- EXERCISE INSTRUCTIONS -
The output should consist solely of the line containing "of the brown" and the lines that follow it through the end of the data below.

- SUPPLIED ENTRIES -
-----

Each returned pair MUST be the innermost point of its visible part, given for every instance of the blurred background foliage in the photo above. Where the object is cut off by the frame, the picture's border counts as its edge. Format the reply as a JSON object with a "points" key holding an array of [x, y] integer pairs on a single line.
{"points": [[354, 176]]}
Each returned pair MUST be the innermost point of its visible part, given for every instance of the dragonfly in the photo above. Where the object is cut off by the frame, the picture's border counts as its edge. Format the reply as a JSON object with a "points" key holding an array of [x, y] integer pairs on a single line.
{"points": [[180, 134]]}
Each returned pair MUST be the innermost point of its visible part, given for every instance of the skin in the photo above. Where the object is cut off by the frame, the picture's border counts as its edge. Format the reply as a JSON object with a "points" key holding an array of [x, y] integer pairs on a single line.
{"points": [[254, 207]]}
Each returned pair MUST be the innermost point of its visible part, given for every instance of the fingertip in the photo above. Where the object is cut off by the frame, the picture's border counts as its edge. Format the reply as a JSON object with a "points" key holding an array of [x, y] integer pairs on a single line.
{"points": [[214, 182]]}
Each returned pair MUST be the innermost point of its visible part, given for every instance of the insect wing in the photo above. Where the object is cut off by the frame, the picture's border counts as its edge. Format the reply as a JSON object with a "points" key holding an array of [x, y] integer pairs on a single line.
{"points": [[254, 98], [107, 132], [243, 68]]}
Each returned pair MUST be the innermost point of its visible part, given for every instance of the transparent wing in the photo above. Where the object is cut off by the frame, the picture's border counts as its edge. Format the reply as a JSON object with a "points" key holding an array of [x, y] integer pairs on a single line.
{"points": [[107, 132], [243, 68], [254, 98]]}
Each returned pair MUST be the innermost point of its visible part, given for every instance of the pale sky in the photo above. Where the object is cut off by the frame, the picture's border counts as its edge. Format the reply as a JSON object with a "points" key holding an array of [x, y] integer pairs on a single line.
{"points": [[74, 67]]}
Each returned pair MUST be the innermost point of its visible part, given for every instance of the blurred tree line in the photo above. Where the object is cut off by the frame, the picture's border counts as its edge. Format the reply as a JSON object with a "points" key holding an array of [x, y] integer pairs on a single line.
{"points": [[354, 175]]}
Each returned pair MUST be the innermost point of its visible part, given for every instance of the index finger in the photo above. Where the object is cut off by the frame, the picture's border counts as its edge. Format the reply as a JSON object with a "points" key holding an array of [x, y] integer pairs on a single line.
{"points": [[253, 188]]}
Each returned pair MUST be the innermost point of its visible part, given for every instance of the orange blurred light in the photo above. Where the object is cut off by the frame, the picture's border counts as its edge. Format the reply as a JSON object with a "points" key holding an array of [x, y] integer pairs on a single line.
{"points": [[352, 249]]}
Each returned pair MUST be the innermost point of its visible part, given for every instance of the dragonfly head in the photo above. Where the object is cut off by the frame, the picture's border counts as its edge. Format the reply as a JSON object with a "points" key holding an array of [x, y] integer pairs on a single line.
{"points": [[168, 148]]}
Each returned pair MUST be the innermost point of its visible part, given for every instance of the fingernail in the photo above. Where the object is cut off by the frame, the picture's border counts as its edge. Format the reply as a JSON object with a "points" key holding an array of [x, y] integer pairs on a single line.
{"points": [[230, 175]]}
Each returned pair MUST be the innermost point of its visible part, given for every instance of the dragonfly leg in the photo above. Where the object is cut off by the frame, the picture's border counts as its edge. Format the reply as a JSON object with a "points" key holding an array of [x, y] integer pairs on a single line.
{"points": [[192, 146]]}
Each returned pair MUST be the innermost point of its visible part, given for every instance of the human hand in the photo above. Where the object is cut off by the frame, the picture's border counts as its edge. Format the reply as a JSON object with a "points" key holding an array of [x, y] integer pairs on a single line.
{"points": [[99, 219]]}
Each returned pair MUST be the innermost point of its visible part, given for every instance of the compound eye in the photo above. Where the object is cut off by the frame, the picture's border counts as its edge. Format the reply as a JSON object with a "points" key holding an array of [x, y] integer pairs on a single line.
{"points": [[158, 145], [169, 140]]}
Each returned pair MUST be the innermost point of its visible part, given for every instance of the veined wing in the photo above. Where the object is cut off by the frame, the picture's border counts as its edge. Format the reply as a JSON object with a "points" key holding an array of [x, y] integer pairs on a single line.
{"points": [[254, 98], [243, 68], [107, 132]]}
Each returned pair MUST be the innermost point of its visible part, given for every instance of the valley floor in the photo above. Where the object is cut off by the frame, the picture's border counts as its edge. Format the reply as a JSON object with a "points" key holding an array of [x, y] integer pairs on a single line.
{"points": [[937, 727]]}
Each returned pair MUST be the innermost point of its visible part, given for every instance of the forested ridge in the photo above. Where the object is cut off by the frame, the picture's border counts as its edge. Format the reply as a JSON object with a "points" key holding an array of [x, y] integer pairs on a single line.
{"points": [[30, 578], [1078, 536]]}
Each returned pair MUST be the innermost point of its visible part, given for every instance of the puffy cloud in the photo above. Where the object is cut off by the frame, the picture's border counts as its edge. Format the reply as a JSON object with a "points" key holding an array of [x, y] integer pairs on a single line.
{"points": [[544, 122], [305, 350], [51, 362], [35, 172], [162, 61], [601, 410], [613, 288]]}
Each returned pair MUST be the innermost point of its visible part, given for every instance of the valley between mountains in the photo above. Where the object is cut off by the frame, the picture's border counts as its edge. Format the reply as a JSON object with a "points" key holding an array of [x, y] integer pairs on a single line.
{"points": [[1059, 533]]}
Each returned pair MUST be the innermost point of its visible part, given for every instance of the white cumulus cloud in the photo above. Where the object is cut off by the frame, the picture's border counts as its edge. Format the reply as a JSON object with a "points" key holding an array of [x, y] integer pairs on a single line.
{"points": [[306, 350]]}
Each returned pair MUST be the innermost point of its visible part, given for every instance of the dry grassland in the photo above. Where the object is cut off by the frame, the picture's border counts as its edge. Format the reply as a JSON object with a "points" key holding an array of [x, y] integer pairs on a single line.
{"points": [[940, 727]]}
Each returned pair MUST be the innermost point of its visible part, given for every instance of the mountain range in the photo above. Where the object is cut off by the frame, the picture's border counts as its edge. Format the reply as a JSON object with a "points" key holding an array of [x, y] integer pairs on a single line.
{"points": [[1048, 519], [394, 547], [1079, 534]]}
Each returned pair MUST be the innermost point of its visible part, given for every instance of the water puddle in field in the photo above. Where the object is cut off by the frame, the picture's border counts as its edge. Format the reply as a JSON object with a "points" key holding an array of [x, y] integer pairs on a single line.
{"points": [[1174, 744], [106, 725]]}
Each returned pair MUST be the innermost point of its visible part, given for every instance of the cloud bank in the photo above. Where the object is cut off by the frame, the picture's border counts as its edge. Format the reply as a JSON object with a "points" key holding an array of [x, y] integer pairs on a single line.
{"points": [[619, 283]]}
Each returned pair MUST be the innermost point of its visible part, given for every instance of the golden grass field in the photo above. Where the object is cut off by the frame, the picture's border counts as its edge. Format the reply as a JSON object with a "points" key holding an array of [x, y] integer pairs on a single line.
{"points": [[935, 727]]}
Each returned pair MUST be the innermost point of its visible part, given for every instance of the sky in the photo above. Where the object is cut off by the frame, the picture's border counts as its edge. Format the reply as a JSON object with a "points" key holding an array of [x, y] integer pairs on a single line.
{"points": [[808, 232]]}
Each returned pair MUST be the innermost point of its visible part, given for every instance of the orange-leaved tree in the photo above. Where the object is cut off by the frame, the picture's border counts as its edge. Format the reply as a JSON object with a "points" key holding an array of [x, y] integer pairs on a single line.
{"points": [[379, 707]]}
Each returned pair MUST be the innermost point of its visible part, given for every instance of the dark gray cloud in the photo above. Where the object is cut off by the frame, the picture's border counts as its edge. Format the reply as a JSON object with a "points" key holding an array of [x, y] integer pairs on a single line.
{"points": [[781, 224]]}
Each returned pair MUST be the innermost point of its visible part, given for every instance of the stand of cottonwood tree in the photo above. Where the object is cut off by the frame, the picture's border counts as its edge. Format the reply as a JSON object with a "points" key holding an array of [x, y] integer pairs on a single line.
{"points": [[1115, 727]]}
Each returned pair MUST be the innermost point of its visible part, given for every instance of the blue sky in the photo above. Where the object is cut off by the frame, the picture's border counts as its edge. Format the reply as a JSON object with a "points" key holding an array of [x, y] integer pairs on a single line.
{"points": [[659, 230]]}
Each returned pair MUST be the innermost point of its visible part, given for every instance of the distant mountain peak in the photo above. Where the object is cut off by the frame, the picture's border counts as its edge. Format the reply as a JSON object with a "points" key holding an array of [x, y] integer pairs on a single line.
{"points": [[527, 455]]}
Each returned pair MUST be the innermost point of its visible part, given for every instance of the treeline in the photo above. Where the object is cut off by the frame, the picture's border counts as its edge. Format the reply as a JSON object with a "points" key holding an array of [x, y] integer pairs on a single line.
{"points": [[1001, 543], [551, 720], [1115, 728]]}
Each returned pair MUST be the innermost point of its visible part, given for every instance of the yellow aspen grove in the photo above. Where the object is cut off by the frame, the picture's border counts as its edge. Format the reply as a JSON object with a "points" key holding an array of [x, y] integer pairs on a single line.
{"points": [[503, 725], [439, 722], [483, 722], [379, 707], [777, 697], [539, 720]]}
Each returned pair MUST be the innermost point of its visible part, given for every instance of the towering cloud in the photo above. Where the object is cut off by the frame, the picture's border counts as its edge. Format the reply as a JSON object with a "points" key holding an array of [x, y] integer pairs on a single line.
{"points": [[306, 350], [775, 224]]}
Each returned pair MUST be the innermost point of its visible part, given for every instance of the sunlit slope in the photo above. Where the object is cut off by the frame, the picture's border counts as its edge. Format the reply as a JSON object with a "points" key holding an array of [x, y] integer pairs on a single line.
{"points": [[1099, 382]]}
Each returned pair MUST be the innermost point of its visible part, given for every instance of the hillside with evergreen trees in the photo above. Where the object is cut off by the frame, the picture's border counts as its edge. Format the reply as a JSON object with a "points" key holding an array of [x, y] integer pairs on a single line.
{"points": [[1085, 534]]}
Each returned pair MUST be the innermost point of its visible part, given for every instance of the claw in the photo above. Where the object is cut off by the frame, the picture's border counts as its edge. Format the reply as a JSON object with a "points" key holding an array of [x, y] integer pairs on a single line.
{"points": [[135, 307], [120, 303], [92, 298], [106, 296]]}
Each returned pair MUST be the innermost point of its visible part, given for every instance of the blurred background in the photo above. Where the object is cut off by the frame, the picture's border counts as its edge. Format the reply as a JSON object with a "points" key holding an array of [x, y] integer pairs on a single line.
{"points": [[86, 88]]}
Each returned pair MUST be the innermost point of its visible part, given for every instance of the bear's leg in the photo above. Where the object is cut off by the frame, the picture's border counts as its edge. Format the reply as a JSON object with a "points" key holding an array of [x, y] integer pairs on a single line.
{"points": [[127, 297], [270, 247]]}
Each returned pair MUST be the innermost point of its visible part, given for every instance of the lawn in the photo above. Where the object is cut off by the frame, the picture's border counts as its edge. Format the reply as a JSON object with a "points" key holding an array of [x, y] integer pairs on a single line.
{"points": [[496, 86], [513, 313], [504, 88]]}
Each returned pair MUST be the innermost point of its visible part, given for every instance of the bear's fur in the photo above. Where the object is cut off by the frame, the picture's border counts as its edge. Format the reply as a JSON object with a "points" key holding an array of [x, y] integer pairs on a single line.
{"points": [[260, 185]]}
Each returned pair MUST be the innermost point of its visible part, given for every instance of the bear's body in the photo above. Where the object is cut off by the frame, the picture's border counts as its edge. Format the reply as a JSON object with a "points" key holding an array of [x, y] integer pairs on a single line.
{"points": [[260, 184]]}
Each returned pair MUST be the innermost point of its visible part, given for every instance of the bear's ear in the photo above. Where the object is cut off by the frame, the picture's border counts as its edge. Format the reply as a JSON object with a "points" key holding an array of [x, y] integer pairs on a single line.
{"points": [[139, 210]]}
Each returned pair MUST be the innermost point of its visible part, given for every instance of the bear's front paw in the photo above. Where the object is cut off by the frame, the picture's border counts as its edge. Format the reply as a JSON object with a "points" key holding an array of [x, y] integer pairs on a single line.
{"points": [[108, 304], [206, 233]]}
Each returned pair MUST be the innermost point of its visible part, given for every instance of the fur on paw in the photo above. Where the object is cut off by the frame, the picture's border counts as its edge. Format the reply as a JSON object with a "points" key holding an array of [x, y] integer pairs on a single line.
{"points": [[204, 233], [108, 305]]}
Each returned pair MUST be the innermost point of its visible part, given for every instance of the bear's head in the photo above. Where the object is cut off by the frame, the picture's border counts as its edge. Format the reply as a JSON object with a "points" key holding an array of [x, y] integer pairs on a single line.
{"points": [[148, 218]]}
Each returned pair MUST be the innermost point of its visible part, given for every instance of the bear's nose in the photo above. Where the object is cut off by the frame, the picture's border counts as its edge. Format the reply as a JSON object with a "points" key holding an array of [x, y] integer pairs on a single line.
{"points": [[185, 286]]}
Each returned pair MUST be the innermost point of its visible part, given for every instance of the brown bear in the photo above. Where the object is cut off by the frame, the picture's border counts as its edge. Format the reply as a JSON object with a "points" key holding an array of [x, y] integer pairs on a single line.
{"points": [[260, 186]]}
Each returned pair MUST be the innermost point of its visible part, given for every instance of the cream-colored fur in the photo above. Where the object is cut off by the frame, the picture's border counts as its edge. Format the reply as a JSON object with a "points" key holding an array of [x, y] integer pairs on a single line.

-----

- SOLUTION TO THIS TASK -
Each returned pair MUST be the innermost point of its visible part, given for every instance of the brown bear in the photo above. Where the object is cut off by the frame, the picture's border counts as its edge. Format the reply as a JSON object with a "points" key holding an array of [x, y] integer pairs on a single line.
{"points": [[260, 186]]}
Each returned pair MUST be the innermost point of its visible part, given for every instance of the cream-colored fur in the photo above. Where the object is cut off by the frame, the picture's border counts as its edge. Format the reply as a JSON object with a "points" key holding an array of [x, y] integer pairs on a single line.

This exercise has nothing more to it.